— Begin Data listing —
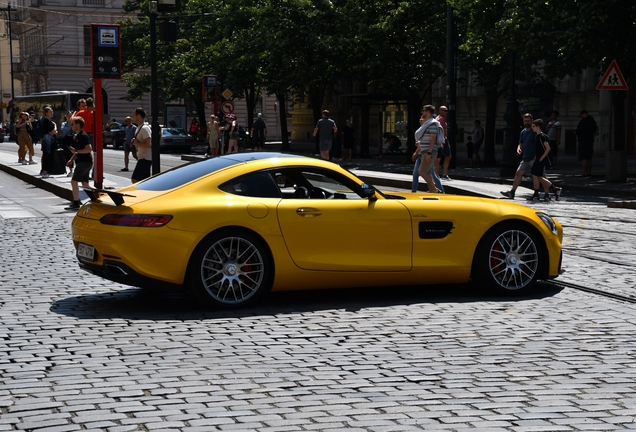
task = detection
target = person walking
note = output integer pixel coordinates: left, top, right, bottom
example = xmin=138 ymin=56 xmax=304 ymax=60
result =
xmin=546 ymin=110 xmax=561 ymax=169
xmin=412 ymin=105 xmax=444 ymax=192
xmin=227 ymin=114 xmax=240 ymax=153
xmin=130 ymin=107 xmax=152 ymax=183
xmin=15 ymin=112 xmax=36 ymax=165
xmin=576 ymin=110 xmax=598 ymax=177
xmin=501 ymin=113 xmax=536 ymax=199
xmin=121 ymin=117 xmax=137 ymax=172
xmin=314 ymin=110 xmax=338 ymax=160
xmin=64 ymin=117 xmax=93 ymax=211
xmin=435 ymin=105 xmax=452 ymax=180
xmin=206 ymin=114 xmax=221 ymax=157
xmin=60 ymin=111 xmax=75 ymax=177
xmin=528 ymin=119 xmax=561 ymax=201
xmin=250 ymin=113 xmax=267 ymax=151
xmin=40 ymin=106 xmax=57 ymax=178
xmin=471 ymin=120 xmax=484 ymax=165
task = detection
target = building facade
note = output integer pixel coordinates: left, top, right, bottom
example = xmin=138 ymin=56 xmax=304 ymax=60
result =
xmin=10 ymin=0 xmax=150 ymax=120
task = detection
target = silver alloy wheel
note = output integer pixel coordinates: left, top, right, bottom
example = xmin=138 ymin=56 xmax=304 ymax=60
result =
xmin=488 ymin=230 xmax=539 ymax=290
xmin=201 ymin=237 xmax=265 ymax=305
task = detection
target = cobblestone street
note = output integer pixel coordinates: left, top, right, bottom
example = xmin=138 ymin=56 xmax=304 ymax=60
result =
xmin=0 ymin=202 xmax=636 ymax=432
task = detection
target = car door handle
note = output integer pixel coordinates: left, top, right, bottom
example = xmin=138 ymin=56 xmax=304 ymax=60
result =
xmin=296 ymin=207 xmax=322 ymax=217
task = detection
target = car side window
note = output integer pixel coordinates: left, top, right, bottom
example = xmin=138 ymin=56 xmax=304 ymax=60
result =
xmin=272 ymin=168 xmax=362 ymax=199
xmin=220 ymin=172 xmax=282 ymax=198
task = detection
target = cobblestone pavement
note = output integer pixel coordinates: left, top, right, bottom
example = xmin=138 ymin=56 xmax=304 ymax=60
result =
xmin=0 ymin=197 xmax=636 ymax=432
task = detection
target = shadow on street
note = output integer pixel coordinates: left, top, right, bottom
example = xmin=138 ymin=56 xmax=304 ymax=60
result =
xmin=50 ymin=282 xmax=563 ymax=321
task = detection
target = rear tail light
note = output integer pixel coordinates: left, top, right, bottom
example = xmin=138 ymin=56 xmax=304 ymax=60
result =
xmin=99 ymin=215 xmax=172 ymax=228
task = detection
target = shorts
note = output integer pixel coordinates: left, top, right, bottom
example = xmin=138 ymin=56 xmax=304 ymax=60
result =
xmin=419 ymin=153 xmax=435 ymax=174
xmin=130 ymin=159 xmax=152 ymax=181
xmin=73 ymin=159 xmax=93 ymax=183
xmin=320 ymin=139 xmax=333 ymax=151
xmin=578 ymin=141 xmax=594 ymax=161
xmin=517 ymin=159 xmax=534 ymax=172
xmin=530 ymin=158 xmax=548 ymax=177
xmin=437 ymin=140 xmax=451 ymax=159
xmin=549 ymin=140 xmax=559 ymax=159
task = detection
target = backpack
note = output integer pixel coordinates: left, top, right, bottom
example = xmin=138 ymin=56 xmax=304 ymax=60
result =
xmin=33 ymin=118 xmax=46 ymax=140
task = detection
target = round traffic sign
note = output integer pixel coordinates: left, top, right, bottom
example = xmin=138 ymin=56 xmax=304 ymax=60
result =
xmin=221 ymin=101 xmax=234 ymax=114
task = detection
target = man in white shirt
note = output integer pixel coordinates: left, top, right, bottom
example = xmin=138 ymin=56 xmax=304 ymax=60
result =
xmin=546 ymin=110 xmax=561 ymax=169
xmin=131 ymin=108 xmax=152 ymax=183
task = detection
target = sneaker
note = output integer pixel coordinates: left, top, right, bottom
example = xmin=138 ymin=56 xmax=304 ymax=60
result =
xmin=64 ymin=201 xmax=82 ymax=210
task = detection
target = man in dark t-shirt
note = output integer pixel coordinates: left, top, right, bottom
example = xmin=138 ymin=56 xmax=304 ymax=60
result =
xmin=65 ymin=117 xmax=93 ymax=210
xmin=250 ymin=113 xmax=267 ymax=151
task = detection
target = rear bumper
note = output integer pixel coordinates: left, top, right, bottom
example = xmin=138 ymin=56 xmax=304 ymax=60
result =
xmin=79 ymin=260 xmax=182 ymax=289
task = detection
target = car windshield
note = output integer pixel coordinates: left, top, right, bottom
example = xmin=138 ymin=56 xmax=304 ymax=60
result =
xmin=135 ymin=158 xmax=240 ymax=191
xmin=135 ymin=153 xmax=314 ymax=191
xmin=161 ymin=128 xmax=189 ymax=136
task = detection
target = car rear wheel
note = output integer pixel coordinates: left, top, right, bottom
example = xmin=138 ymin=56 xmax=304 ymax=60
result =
xmin=474 ymin=224 xmax=542 ymax=293
xmin=190 ymin=230 xmax=274 ymax=308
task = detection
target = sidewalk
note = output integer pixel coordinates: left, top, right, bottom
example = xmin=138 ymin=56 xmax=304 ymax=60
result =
xmin=0 ymin=151 xmax=130 ymax=201
xmin=0 ymin=143 xmax=636 ymax=208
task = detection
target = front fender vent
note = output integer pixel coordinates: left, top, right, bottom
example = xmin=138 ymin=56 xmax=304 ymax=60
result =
xmin=419 ymin=222 xmax=453 ymax=239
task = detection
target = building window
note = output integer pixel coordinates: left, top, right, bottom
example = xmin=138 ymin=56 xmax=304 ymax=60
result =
xmin=84 ymin=26 xmax=91 ymax=56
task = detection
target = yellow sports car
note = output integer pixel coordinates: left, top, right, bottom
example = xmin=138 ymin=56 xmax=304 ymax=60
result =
xmin=73 ymin=153 xmax=563 ymax=307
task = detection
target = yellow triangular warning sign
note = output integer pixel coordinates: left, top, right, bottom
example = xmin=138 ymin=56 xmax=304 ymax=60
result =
xmin=596 ymin=60 xmax=627 ymax=90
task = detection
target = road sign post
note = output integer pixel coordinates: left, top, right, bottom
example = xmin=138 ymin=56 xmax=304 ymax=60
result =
xmin=91 ymin=24 xmax=121 ymax=189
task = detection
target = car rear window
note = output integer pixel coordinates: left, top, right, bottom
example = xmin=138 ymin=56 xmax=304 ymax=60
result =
xmin=135 ymin=158 xmax=240 ymax=191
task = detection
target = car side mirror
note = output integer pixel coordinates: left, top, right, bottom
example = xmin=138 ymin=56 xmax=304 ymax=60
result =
xmin=360 ymin=184 xmax=375 ymax=199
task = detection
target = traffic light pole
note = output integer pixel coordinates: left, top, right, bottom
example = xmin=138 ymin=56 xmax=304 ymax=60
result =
xmin=149 ymin=0 xmax=161 ymax=175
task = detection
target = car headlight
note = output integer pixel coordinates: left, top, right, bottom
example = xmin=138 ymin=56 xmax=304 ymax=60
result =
xmin=537 ymin=212 xmax=557 ymax=235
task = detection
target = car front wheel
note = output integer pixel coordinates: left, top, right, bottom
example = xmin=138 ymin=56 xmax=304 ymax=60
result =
xmin=189 ymin=229 xmax=274 ymax=308
xmin=474 ymin=224 xmax=542 ymax=293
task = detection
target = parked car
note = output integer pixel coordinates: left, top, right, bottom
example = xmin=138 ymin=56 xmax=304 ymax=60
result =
xmin=102 ymin=122 xmax=126 ymax=149
xmin=159 ymin=127 xmax=196 ymax=151
xmin=72 ymin=152 xmax=563 ymax=308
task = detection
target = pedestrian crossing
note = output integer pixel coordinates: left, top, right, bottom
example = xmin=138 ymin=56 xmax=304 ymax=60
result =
xmin=0 ymin=199 xmax=37 ymax=219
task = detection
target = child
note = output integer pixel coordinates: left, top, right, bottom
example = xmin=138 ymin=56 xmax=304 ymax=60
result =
xmin=42 ymin=123 xmax=57 ymax=178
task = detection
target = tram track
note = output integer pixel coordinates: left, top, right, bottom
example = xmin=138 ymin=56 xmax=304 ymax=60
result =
xmin=550 ymin=280 xmax=636 ymax=303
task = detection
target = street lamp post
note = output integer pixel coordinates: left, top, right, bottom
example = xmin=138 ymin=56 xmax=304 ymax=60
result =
xmin=499 ymin=51 xmax=519 ymax=177
xmin=149 ymin=0 xmax=161 ymax=175
xmin=7 ymin=1 xmax=17 ymax=140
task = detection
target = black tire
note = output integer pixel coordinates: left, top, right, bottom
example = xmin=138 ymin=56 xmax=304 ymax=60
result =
xmin=188 ymin=229 xmax=274 ymax=309
xmin=473 ymin=223 xmax=545 ymax=294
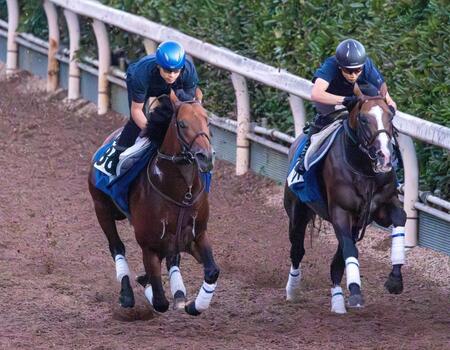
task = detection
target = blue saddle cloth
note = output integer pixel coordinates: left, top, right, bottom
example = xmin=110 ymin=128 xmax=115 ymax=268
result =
xmin=287 ymin=128 xmax=343 ymax=219
xmin=288 ymin=135 xmax=323 ymax=203
xmin=93 ymin=140 xmax=211 ymax=218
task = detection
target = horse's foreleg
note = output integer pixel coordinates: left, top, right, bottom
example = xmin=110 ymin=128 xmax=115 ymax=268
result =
xmin=330 ymin=207 xmax=364 ymax=307
xmin=90 ymin=188 xmax=134 ymax=307
xmin=166 ymin=254 xmax=186 ymax=310
xmin=184 ymin=232 xmax=220 ymax=316
xmin=384 ymin=205 xmax=406 ymax=294
xmin=284 ymin=188 xmax=312 ymax=301
xmin=142 ymin=248 xmax=169 ymax=312
xmin=330 ymin=245 xmax=347 ymax=314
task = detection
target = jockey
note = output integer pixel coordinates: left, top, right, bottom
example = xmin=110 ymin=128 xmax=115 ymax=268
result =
xmin=297 ymin=39 xmax=397 ymax=174
xmin=94 ymin=41 xmax=201 ymax=175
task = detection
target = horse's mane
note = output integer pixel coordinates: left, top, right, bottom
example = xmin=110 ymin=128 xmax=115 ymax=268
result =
xmin=142 ymin=95 xmax=175 ymax=144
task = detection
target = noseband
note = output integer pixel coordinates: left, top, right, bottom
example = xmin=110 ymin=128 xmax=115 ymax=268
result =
xmin=157 ymin=101 xmax=211 ymax=165
xmin=356 ymin=96 xmax=392 ymax=161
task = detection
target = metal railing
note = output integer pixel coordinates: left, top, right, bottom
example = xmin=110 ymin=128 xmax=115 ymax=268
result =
xmin=0 ymin=0 xmax=450 ymax=246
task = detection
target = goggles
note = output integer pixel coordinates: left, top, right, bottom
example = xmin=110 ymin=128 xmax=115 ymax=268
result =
xmin=341 ymin=66 xmax=363 ymax=74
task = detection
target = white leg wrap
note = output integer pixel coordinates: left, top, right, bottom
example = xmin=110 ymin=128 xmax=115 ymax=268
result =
xmin=331 ymin=286 xmax=347 ymax=314
xmin=391 ymin=226 xmax=405 ymax=265
xmin=345 ymin=256 xmax=361 ymax=288
xmin=286 ymin=265 xmax=302 ymax=301
xmin=195 ymin=281 xmax=217 ymax=312
xmin=169 ymin=266 xmax=186 ymax=296
xmin=144 ymin=284 xmax=153 ymax=305
xmin=114 ymin=254 xmax=130 ymax=282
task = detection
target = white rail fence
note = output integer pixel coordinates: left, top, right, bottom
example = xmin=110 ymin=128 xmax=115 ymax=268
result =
xmin=0 ymin=0 xmax=450 ymax=247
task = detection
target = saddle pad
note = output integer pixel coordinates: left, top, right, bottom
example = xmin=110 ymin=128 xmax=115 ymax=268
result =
xmin=287 ymin=124 xmax=343 ymax=218
xmin=116 ymin=137 xmax=152 ymax=176
xmin=304 ymin=120 xmax=342 ymax=170
xmin=93 ymin=140 xmax=156 ymax=217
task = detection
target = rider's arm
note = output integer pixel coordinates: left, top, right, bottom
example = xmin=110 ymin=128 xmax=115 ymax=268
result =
xmin=195 ymin=87 xmax=203 ymax=103
xmin=131 ymin=101 xmax=147 ymax=130
xmin=353 ymin=83 xmax=363 ymax=97
xmin=380 ymin=83 xmax=397 ymax=110
xmin=175 ymin=59 xmax=198 ymax=101
xmin=311 ymin=78 xmax=345 ymax=105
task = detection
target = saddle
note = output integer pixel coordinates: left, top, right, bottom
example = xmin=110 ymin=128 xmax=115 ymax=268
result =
xmin=286 ymin=120 xmax=343 ymax=218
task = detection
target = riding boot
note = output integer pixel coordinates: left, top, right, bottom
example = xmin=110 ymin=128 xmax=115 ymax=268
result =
xmin=94 ymin=142 xmax=127 ymax=176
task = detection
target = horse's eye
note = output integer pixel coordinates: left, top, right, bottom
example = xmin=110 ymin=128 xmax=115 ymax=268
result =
xmin=359 ymin=117 xmax=369 ymax=125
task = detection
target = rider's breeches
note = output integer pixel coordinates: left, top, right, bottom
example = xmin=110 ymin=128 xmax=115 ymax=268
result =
xmin=117 ymin=76 xmax=141 ymax=148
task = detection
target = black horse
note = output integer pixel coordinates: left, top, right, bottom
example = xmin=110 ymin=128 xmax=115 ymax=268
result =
xmin=284 ymin=96 xmax=406 ymax=313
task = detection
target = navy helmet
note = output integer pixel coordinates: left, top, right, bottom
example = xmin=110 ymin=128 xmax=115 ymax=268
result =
xmin=336 ymin=39 xmax=367 ymax=68
xmin=156 ymin=41 xmax=186 ymax=69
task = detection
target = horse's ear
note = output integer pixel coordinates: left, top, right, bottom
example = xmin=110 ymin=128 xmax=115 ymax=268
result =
xmin=194 ymin=88 xmax=203 ymax=103
xmin=169 ymin=89 xmax=180 ymax=106
xmin=379 ymin=83 xmax=387 ymax=99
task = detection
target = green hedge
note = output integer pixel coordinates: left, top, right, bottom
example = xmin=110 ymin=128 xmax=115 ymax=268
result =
xmin=0 ymin=0 xmax=450 ymax=197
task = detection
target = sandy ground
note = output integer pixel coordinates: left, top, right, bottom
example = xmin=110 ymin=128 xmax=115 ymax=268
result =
xmin=0 ymin=66 xmax=450 ymax=349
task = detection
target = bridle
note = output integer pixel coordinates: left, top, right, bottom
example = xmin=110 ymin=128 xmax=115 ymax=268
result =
xmin=147 ymin=101 xmax=211 ymax=206
xmin=356 ymin=96 xmax=393 ymax=162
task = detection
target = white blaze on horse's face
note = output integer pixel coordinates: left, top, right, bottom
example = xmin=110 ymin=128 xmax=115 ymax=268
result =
xmin=369 ymin=106 xmax=392 ymax=173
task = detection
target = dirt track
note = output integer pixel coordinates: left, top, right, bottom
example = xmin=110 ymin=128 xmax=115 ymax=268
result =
xmin=0 ymin=66 xmax=450 ymax=349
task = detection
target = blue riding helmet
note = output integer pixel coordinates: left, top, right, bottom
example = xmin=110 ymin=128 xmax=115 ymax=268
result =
xmin=156 ymin=41 xmax=186 ymax=69
xmin=336 ymin=39 xmax=367 ymax=68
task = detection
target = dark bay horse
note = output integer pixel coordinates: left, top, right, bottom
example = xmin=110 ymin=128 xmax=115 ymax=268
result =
xmin=284 ymin=96 xmax=406 ymax=313
xmin=89 ymin=94 xmax=219 ymax=315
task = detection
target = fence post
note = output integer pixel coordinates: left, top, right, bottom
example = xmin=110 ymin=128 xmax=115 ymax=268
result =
xmin=289 ymin=94 xmax=306 ymax=137
xmin=64 ymin=9 xmax=80 ymax=100
xmin=44 ymin=0 xmax=59 ymax=92
xmin=92 ymin=19 xmax=111 ymax=115
xmin=231 ymin=73 xmax=250 ymax=175
xmin=6 ymin=0 xmax=19 ymax=76
xmin=397 ymin=133 xmax=419 ymax=248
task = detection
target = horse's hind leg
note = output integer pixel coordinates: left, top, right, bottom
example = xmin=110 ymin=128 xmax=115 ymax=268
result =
xmin=284 ymin=187 xmax=313 ymax=301
xmin=138 ymin=246 xmax=169 ymax=312
xmin=184 ymin=232 xmax=220 ymax=316
xmin=330 ymin=245 xmax=347 ymax=314
xmin=89 ymin=182 xmax=134 ymax=307
xmin=166 ymin=254 xmax=186 ymax=310
xmin=376 ymin=201 xmax=406 ymax=294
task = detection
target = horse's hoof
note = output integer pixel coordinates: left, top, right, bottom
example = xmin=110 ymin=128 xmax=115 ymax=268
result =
xmin=153 ymin=299 xmax=169 ymax=313
xmin=119 ymin=291 xmax=134 ymax=308
xmin=347 ymin=294 xmax=364 ymax=309
xmin=184 ymin=301 xmax=200 ymax=316
xmin=136 ymin=274 xmax=149 ymax=288
xmin=173 ymin=290 xmax=187 ymax=310
xmin=384 ymin=272 xmax=403 ymax=294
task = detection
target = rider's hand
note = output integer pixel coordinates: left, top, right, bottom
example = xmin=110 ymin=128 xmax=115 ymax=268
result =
xmin=342 ymin=95 xmax=358 ymax=111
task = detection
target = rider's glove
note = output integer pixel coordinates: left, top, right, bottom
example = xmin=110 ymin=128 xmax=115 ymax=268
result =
xmin=342 ymin=95 xmax=358 ymax=111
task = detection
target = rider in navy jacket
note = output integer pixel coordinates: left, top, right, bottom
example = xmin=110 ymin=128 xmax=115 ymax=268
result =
xmin=297 ymin=39 xmax=397 ymax=173
xmin=95 ymin=41 xmax=201 ymax=175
— End Data listing —
To be done: Please reproduce the material word for word, from its start through the line that contains "xmin=314 ymin=110 xmax=338 ymax=160", including that line. Leave the pictures out.

Result below:
task = detection
target = person walking
note = output integer pixel coordinates: left, top, right, bottom
example = xmin=138 ymin=56 xmax=304 ymax=60
result =
xmin=546 ymin=110 xmax=561 ymax=169
xmin=412 ymin=105 xmax=444 ymax=192
xmin=227 ymin=114 xmax=240 ymax=153
xmin=130 ymin=107 xmax=152 ymax=183
xmin=15 ymin=112 xmax=36 ymax=165
xmin=576 ymin=110 xmax=598 ymax=177
xmin=501 ymin=113 xmax=536 ymax=199
xmin=121 ymin=117 xmax=137 ymax=172
xmin=314 ymin=110 xmax=338 ymax=160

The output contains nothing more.